**INSTRUCTION**: Repeat, without any change, the entries presented below.

**INPUT ROWS**:
+ + +

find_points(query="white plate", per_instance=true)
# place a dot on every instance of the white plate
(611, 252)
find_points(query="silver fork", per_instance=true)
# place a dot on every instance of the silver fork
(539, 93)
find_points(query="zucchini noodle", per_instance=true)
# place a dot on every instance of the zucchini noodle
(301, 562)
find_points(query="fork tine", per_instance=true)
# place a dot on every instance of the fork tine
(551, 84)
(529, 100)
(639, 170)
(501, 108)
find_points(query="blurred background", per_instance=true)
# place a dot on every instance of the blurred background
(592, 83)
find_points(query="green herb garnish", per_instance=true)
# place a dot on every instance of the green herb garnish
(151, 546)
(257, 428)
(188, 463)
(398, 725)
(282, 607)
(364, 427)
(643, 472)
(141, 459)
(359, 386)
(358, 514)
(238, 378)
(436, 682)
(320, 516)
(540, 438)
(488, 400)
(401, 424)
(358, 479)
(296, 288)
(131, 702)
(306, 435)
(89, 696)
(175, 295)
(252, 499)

+ + +

**ANSWER IN FULL**:
find_points(query="white plate", per_instance=true)
# place a dot on every instance of the white plate
(611, 252)
find_points(query="silver fork", per_instance=true)
# place a dot on every instance of the silver fork
(539, 93)
find_points(query="zucchini noodle", per_instance=true)
# place a dot on every instance of the zucchini noodle
(301, 562)
find_points(query="fork tine", per_instance=true)
# place a dot on every instance of the fork tine
(551, 84)
(529, 100)
(639, 170)
(501, 108)
find_points(query="blurred background", per_instance=true)
# place a dot on every instance of the blurred background
(592, 83)
find_points(query="green herb garnish", per_instance=true)
# place a dot on every instance of the green herb garnish
(151, 546)
(257, 428)
(188, 463)
(398, 725)
(282, 607)
(364, 427)
(643, 472)
(141, 459)
(359, 386)
(358, 514)
(238, 378)
(436, 682)
(320, 516)
(540, 438)
(488, 400)
(401, 424)
(358, 479)
(296, 288)
(131, 702)
(306, 435)
(89, 696)
(175, 295)
(252, 499)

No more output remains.